● **Exercise**:
List every graphics processor that the discussion below about running the Samaritan demo names by model number or codename.

● **Page text**:
++++++++
How could you take that as Epic being wrong? Also it doesn't have to do with an "AMD sucks" viewpoint, it's simply looking at the information they've given us.

Epic gave us a formula to work with for Samaritan. It's very dependent on the resolution. Based on the supposed resolution (2560x1440) of the original you're looking at 4.4 TFLOPs. Three 580s is 4.5 TFLOPs. So now we see why they needed three 580s to begin with. As a comparison, a 6970 is 2.7 TFLOPs. I think anyone who reads these boards know two 6970s don't come anywhere close to three 580s.

Looking at their slides, the amount of FLOPs comes down by reducing the resolution. They would still need two 580s to run the demo at 1080p. At the same time a 7970 is ~3.8 TFLOPs. Considering it didn't blow away one 580 in benchmarks, there's no reason to believe one Pitcairn could handle Samaritan at 1080p.

I don't believe the gains of a closed environment are going to be enough based on how I see the console GPUs to be. Now if UE4 is designed to make that more efficient, then yeah I could see 1080p reached. But based on the info Epic themselves have given us, I don't see it as possible.

I think The Samaritan demo ran at 60fps as well, so if you halve it then the requirement should be even lower and even one 580 gtx should be enough. In worst case scenario you ditch the 4XMSAA and throw in FXAA which should boost 20fps or so.
 
UE4 will most likely change how they render things quite radically, so yes things might change a lot..

IE.
If they decouple shading from resolution 1080p shouldn't be a problem.. ;)

Unfortunately while I didn't come close to finishing school and life took me even further away, my focus was on the hardware side so I'll take your word for it. :LOL:

But I did feel it might be possible.


I think The Samaritan demo ran at 60fps as well, so if you halve it then the requirement should be even lower and even one 580 gtx should be enough. In worst case scenario you ditch the 4XMSAA and throw in FXAA which should boost 20fps or so.

It must have been 30fps because 4.4 TFLOPs is based on 30fps. 60 would obviously double that.
 
They would still need two 580s to run the demo at 1080p. At the same time a 7970 is ~3.8 TFLOPs. Considering it didn't blow away one 580 in benchmarks,

A 580 is ~1.6 TF I believe, so you actually need ~1.56 gtx 580 to run Samaritan at 1080P, not 2 (it also fits with 2500x being about 2x 1080P pixels, so presumably 1.5 580 vs 3 again). Also, you're basing all of this on terribly unoptimized PC software which imo is foolish. Who's to say that in a console, a 6970 wouldn't indeed heavily outpower a GTX 580 as it's teraflops rating suggests?

And indeed, 7970 is probably 1.5 times faster than 580 in some cases already, and Nvidia's GK104 is also rumored to be with a 3 TF rating. Granted this doesn't get us down to pitcairn, but it gets us within spitting distance. And I bet console optimization gets us the rest (with tons of room to spare probably!)

I think this is a fools errand anyway, we're basing this on some very old unoptimized demo none of us really know anything about. If Epic says 2.5 teraflops, and they dont specify only on an nvidia card, I think it's generally true, but I'm sure even they didn't mean it to be 100% precise. What if Samaritan ends up running on console X with a slight cutback here and there (as others have noted, sub FXAA for MSAA or the like). Is anybody really going to notice, as long as in the main it's there?
++++++++
● **Recorded information**:
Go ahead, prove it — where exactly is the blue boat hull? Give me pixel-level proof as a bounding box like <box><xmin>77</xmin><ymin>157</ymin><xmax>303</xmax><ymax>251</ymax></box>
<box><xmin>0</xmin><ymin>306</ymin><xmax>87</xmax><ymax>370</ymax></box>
++++++++
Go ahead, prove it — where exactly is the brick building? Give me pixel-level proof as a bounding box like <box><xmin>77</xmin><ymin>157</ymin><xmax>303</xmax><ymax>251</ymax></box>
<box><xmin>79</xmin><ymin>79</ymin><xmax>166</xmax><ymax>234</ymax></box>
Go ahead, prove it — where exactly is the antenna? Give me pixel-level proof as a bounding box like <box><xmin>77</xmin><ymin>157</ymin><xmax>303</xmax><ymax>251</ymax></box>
++++++++
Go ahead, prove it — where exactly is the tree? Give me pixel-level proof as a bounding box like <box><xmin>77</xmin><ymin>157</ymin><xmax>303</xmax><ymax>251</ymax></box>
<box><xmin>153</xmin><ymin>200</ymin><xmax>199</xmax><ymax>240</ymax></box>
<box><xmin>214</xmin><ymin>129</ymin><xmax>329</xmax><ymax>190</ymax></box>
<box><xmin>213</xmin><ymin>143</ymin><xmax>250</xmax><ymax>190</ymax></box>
++++++++
● **Output for this exercise**:
- 580 (GTX 580)
- 6970
- 7970
- Pitcairn
- GK104